WHAT IS REQUIRED:
Emit only the lines from the line containing "Reviewer note: every instance of the polished" through the last line of the entries, unchanged.

DATA ENTRIES:
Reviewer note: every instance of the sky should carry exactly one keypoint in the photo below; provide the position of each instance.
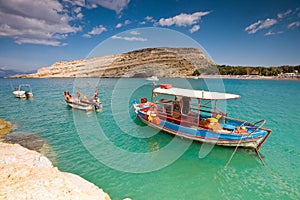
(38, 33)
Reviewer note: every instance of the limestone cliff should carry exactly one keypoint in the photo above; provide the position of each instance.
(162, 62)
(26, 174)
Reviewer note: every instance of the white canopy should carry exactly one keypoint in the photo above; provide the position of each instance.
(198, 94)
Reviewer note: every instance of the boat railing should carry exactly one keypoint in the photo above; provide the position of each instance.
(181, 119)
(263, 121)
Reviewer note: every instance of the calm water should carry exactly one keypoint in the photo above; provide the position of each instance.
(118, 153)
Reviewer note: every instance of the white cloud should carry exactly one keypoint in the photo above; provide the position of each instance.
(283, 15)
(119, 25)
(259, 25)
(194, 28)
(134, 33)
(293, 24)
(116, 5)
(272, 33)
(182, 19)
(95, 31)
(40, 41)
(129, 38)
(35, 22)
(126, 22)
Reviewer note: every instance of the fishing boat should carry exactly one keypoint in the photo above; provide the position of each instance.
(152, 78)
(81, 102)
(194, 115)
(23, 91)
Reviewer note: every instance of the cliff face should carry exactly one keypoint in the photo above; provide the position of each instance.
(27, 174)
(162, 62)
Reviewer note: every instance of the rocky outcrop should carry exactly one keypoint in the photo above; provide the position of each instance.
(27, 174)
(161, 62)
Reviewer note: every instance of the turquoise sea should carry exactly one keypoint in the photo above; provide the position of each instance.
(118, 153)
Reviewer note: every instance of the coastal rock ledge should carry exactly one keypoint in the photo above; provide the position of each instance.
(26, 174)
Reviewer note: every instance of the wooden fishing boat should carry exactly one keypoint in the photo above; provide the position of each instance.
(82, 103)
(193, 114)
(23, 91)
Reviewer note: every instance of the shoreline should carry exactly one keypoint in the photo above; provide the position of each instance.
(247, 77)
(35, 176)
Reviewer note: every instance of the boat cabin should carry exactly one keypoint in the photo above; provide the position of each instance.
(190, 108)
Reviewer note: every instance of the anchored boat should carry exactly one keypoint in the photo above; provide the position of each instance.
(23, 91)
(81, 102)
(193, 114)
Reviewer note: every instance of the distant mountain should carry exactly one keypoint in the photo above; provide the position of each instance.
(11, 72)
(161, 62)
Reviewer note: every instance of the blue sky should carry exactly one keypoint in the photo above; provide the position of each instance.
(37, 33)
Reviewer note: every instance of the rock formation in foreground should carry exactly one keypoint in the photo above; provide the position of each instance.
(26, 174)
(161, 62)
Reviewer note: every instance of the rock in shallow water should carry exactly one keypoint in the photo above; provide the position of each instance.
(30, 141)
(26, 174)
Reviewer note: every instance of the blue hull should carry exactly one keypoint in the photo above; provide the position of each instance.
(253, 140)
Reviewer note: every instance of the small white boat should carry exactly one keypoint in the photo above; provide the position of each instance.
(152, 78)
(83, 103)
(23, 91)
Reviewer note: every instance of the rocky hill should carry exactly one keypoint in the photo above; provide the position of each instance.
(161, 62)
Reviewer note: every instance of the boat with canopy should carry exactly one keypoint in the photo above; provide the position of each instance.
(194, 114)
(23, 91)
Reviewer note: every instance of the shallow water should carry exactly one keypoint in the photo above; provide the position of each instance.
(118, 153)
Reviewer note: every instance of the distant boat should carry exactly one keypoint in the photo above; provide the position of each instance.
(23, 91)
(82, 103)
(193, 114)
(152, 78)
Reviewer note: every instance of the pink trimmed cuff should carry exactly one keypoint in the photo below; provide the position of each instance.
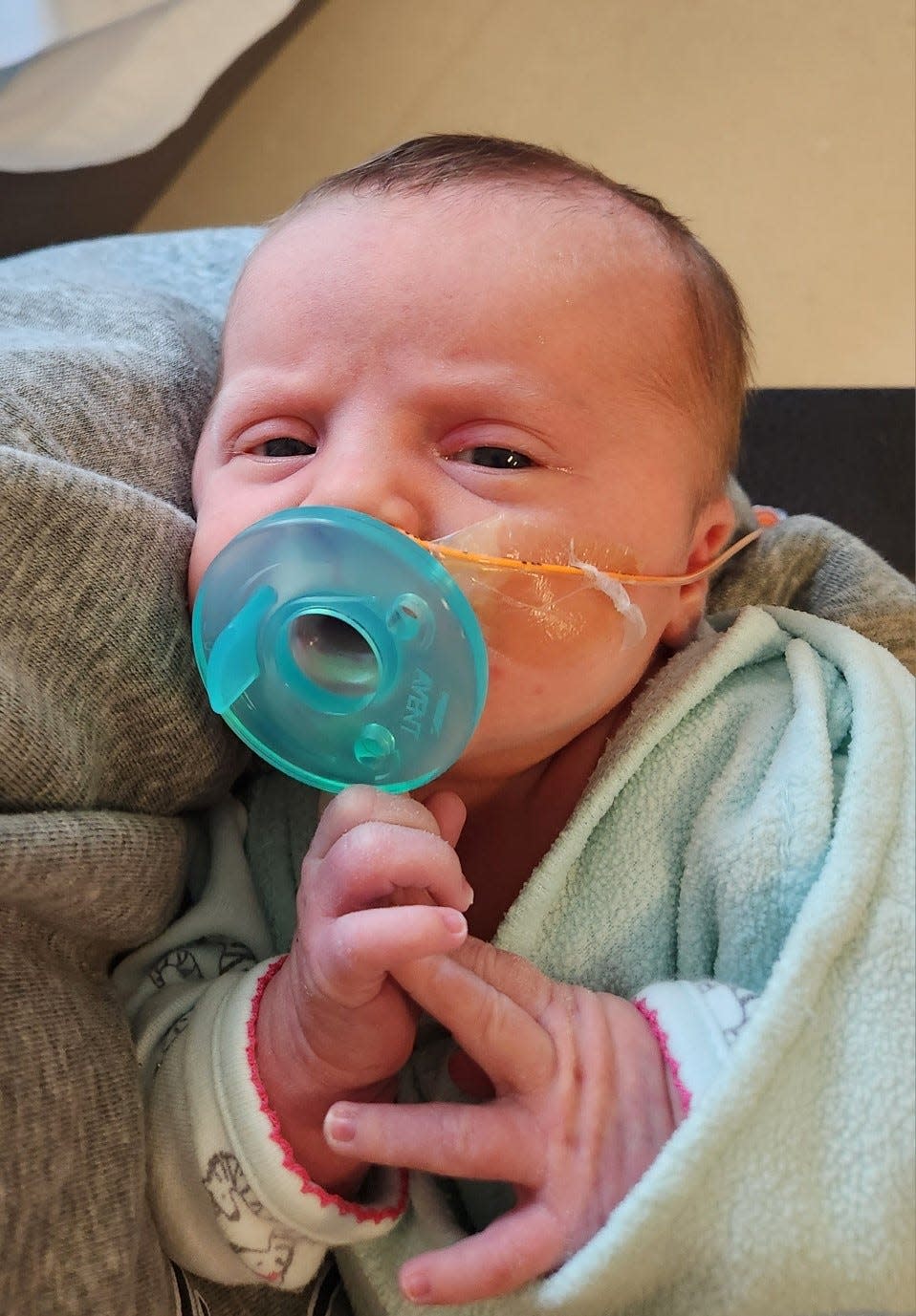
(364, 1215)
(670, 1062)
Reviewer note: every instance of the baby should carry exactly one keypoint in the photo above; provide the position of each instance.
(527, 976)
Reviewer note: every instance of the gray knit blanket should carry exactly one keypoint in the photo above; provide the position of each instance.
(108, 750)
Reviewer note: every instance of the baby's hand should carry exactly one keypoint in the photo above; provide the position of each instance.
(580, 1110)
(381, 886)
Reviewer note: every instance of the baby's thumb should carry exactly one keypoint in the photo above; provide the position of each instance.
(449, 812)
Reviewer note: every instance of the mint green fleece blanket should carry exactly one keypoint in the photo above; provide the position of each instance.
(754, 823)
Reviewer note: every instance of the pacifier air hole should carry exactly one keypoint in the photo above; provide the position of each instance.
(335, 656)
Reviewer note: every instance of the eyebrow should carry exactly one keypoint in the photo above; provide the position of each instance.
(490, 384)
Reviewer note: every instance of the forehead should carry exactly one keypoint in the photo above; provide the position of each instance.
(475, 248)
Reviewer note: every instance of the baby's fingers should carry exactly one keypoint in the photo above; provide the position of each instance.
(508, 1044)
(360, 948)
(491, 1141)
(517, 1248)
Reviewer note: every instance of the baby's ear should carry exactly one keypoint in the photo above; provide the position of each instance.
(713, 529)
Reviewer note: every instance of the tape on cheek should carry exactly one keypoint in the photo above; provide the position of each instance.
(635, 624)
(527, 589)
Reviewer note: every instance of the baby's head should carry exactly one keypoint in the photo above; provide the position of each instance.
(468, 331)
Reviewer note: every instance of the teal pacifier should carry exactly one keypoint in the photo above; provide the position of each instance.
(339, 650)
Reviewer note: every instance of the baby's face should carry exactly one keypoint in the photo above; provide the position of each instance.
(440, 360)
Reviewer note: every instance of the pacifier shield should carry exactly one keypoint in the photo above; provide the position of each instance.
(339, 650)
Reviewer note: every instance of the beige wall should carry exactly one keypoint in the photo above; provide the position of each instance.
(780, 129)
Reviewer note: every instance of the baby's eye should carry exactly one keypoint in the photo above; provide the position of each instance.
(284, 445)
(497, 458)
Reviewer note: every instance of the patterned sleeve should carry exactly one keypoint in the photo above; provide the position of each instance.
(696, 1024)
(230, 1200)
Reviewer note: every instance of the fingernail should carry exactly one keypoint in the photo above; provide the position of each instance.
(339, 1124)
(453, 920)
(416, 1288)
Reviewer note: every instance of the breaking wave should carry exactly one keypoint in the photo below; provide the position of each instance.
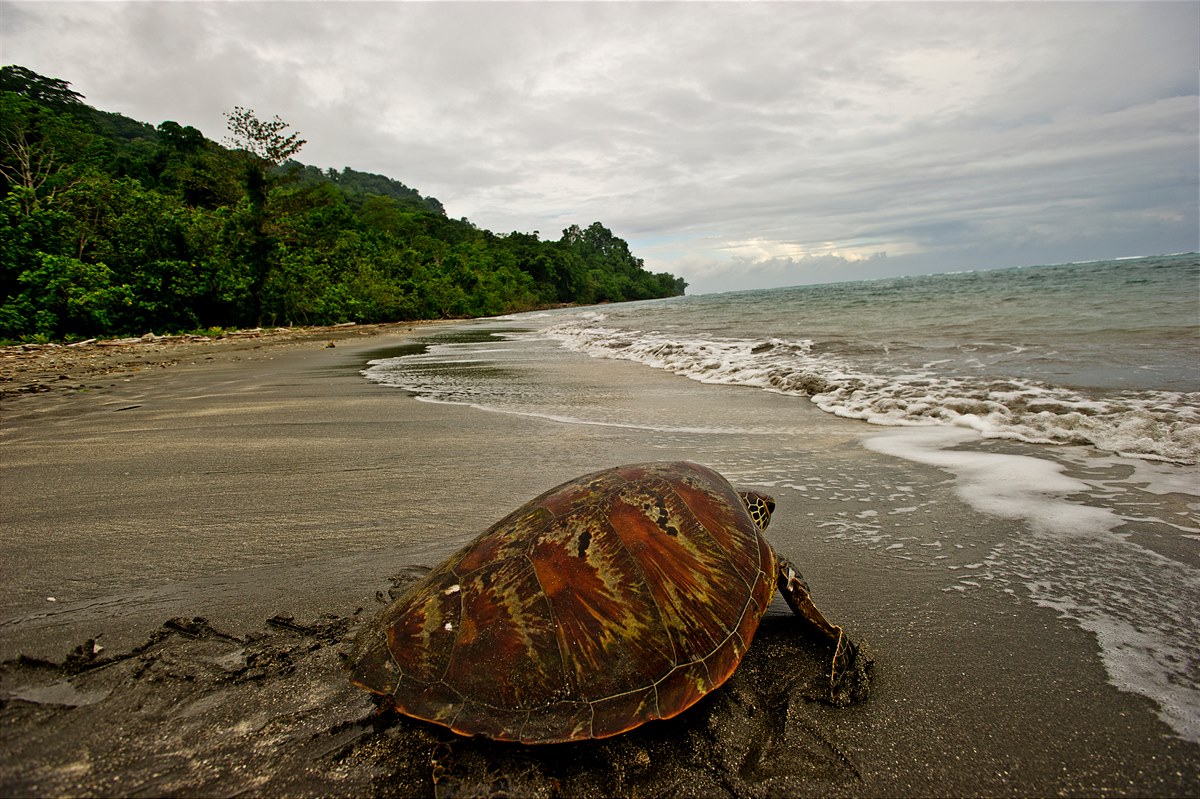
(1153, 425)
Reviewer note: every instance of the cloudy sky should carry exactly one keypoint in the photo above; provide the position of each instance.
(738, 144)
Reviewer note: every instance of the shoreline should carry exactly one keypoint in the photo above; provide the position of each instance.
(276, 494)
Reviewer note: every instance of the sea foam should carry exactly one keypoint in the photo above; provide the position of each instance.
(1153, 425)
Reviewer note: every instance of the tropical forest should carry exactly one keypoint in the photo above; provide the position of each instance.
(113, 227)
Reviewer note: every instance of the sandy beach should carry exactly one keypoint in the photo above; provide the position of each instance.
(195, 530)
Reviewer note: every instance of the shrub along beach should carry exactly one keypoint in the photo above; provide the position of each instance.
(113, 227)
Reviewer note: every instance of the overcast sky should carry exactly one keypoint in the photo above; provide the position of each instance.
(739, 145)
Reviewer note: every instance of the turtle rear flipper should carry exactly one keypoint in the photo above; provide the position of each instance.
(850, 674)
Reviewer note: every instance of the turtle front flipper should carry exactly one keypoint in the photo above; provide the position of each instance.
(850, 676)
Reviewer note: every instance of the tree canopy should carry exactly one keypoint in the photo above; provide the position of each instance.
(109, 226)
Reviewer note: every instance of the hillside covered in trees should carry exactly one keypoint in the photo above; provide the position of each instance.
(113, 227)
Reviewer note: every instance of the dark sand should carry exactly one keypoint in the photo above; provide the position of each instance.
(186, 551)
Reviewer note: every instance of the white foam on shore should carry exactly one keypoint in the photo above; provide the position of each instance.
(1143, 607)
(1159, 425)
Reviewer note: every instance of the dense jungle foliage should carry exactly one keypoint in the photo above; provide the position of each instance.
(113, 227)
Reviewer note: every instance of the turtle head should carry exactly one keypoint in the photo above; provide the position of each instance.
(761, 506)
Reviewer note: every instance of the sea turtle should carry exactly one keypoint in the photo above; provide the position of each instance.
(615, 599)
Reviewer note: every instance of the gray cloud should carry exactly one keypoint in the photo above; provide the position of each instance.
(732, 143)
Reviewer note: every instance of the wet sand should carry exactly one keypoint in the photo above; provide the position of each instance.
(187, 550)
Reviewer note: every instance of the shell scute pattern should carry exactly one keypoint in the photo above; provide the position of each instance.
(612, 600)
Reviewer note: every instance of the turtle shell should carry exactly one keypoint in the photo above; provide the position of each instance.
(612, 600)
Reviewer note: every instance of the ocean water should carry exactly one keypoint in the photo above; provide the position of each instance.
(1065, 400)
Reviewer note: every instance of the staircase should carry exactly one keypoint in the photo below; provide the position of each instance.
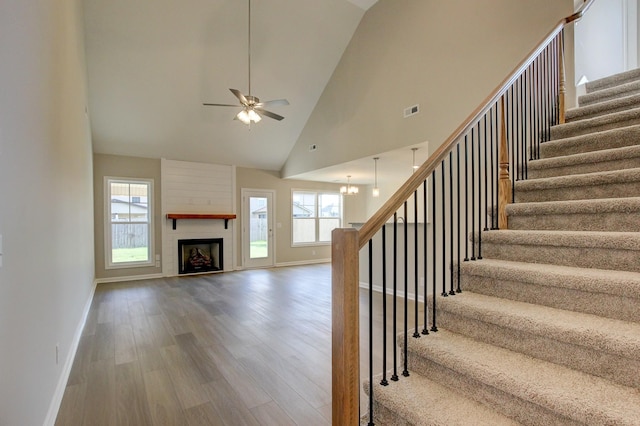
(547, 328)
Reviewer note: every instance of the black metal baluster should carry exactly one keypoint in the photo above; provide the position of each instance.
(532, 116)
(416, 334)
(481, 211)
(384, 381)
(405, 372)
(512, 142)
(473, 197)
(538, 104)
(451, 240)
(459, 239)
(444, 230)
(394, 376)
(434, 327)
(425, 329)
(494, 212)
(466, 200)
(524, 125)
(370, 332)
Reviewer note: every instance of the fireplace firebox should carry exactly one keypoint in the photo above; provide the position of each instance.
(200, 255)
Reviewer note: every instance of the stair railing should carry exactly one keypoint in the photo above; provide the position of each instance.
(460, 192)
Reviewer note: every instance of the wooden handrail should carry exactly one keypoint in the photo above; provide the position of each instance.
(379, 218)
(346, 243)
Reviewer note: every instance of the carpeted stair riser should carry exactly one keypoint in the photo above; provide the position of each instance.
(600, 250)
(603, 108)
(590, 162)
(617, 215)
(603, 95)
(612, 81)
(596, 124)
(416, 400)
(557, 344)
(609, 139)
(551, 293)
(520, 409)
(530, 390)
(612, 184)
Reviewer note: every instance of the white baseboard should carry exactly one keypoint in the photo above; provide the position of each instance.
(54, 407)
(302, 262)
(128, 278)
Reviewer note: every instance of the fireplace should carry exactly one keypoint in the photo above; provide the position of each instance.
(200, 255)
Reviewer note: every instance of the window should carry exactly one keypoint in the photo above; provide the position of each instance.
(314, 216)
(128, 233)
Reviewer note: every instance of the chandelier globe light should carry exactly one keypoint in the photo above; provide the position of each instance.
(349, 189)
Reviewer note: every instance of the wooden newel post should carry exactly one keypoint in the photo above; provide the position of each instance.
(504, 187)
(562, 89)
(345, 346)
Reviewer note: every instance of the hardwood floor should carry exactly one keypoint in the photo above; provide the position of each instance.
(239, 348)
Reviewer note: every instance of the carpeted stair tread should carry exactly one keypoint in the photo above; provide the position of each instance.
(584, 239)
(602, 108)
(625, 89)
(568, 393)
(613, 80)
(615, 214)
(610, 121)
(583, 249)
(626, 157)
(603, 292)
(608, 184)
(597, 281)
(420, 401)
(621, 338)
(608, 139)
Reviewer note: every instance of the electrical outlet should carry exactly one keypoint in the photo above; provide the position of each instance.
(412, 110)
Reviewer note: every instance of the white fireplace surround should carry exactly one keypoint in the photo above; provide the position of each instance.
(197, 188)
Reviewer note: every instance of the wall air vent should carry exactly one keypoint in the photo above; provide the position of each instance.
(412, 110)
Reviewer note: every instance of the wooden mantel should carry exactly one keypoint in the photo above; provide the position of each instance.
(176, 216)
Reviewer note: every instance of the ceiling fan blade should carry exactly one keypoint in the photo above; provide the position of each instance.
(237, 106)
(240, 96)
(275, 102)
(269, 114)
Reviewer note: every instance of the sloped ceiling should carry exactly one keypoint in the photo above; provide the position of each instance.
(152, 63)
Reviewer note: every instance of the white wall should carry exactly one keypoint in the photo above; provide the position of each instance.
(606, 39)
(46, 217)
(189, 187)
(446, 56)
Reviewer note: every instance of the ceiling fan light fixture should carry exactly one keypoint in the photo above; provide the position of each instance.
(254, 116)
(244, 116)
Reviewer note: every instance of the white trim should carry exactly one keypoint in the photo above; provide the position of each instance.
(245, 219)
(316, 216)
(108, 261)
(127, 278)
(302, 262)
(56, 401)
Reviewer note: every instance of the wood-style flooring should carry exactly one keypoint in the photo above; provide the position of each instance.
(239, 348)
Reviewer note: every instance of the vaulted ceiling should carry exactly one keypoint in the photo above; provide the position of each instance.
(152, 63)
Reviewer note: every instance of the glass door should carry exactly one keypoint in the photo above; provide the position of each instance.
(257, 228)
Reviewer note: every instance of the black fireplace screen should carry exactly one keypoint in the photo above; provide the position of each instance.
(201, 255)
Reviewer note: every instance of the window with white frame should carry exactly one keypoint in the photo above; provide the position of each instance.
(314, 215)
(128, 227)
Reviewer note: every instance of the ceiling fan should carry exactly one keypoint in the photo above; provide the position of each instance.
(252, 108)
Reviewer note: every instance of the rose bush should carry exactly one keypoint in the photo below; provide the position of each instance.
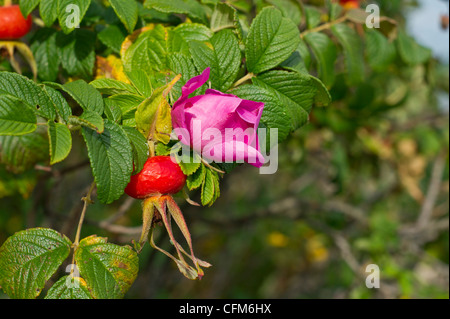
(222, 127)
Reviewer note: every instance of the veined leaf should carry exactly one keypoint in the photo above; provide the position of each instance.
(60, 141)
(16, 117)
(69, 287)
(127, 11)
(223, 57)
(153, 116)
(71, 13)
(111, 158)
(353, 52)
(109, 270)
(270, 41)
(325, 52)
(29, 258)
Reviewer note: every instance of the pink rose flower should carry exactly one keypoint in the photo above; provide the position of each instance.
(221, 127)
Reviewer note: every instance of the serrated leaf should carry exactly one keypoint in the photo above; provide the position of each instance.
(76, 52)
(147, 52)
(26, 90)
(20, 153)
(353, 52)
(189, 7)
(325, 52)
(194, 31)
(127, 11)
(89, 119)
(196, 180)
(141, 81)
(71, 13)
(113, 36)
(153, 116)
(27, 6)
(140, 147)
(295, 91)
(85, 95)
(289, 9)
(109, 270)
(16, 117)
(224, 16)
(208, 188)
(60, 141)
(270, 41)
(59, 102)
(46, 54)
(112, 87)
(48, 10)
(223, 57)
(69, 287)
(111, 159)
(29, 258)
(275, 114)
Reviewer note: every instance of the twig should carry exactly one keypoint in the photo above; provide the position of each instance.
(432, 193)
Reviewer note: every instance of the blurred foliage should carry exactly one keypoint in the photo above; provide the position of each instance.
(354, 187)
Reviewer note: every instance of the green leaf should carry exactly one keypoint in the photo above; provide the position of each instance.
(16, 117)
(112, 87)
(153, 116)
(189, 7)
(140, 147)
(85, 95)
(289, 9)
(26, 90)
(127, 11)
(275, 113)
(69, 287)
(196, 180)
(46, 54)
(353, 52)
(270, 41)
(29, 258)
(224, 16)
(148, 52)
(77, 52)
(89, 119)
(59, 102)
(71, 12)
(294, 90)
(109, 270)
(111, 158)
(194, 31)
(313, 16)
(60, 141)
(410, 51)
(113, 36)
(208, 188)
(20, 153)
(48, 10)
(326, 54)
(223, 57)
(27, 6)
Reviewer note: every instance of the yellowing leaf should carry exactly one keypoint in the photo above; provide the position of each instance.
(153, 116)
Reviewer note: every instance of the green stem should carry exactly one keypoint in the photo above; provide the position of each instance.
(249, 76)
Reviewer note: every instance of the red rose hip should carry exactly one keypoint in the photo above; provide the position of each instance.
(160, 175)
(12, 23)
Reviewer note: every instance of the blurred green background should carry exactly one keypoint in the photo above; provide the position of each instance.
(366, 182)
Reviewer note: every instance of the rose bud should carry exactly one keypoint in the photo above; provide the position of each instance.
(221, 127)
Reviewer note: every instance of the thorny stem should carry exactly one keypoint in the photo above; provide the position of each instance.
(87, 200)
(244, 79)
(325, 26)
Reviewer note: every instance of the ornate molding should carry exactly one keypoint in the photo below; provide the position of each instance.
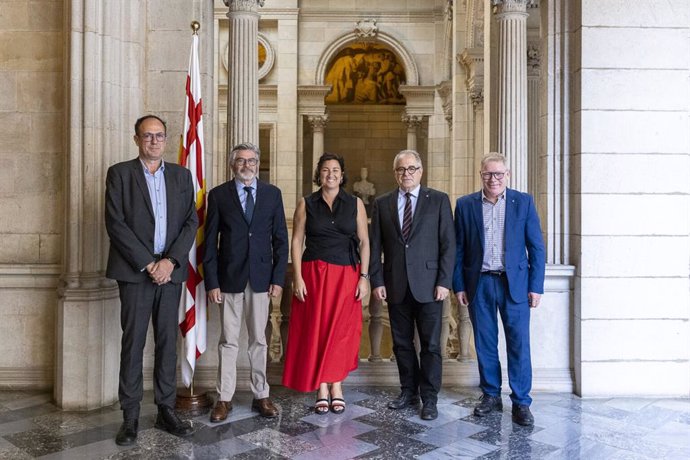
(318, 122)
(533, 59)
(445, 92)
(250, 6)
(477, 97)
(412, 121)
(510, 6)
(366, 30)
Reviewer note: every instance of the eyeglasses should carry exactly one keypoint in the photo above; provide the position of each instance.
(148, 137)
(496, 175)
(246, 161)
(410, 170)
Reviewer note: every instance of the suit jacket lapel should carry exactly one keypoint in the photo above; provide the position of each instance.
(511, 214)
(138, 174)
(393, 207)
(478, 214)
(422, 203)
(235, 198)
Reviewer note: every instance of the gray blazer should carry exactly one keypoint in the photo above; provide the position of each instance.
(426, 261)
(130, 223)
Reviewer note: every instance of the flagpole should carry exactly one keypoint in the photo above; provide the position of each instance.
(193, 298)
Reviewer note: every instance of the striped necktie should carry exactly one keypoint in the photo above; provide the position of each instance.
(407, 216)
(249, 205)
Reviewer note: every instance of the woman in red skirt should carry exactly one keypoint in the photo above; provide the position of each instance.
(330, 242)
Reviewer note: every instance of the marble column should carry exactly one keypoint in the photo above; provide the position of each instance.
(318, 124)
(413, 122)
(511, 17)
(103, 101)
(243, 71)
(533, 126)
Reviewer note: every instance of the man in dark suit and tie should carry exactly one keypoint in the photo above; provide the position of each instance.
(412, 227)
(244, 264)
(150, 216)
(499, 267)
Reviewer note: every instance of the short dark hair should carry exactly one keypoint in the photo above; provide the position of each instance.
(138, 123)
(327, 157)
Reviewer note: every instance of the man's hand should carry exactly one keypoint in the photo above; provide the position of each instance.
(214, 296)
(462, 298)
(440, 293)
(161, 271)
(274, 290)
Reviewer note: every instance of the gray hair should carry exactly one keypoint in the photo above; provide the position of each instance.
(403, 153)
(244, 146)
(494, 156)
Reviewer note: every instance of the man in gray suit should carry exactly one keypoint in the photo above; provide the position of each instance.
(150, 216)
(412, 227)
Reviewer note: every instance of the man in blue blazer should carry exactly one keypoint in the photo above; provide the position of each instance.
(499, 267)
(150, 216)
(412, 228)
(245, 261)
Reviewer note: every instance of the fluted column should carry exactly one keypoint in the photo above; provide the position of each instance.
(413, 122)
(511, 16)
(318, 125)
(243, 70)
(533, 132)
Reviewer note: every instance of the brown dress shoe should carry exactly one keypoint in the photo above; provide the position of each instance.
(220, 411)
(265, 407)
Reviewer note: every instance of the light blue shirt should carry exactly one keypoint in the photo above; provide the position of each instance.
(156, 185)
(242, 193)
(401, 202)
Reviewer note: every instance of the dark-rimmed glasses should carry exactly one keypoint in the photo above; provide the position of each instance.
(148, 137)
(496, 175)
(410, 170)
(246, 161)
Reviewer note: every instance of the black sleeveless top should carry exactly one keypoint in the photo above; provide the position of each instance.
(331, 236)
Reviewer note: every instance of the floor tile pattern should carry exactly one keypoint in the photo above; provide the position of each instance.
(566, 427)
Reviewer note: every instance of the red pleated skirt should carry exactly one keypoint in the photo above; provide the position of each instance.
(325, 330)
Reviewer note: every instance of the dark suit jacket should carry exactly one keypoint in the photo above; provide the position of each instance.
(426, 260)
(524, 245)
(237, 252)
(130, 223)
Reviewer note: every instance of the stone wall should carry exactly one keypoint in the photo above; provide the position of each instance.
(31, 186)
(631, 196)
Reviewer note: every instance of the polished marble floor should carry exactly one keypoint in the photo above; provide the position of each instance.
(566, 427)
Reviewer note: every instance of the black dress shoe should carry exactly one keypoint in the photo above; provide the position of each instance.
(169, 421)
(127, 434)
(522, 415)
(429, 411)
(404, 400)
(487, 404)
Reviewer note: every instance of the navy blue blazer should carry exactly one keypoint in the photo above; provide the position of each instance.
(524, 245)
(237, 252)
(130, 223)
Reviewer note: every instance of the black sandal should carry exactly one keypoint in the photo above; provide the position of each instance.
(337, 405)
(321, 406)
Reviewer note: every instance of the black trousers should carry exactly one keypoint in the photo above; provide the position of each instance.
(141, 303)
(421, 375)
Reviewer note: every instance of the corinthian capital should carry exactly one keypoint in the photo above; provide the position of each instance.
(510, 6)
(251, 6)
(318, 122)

SOLUTION BELOW:
Reviewer note: every instance of the polished marble floor should carry exactly one keypoint in the photo above; provide the position of each instance.
(566, 427)
Reviewer note: every instance of the black dress shoe should carry exactly one keypoint in the photo above; provide the position of each instance.
(169, 421)
(127, 434)
(522, 415)
(429, 411)
(404, 400)
(487, 404)
Reviewer note: every instance of the navy blue blazer should carry exactly one keypoint in the photo above; provide the position of each instance.
(524, 245)
(237, 252)
(130, 223)
Reviewer note: every instance of the black sandal should carry exactly one keypoint in the photo above; provide the position of each instance.
(337, 405)
(321, 406)
Reviewer note: every instance of the black trousers should carry exactly one keypoint in the photo above; provide the position of each instance.
(141, 303)
(421, 375)
Reviewer note: every instance of the corinthian capital should carry exactly one keypoint in the photo above; provide the position of each instance.
(510, 6)
(251, 6)
(318, 122)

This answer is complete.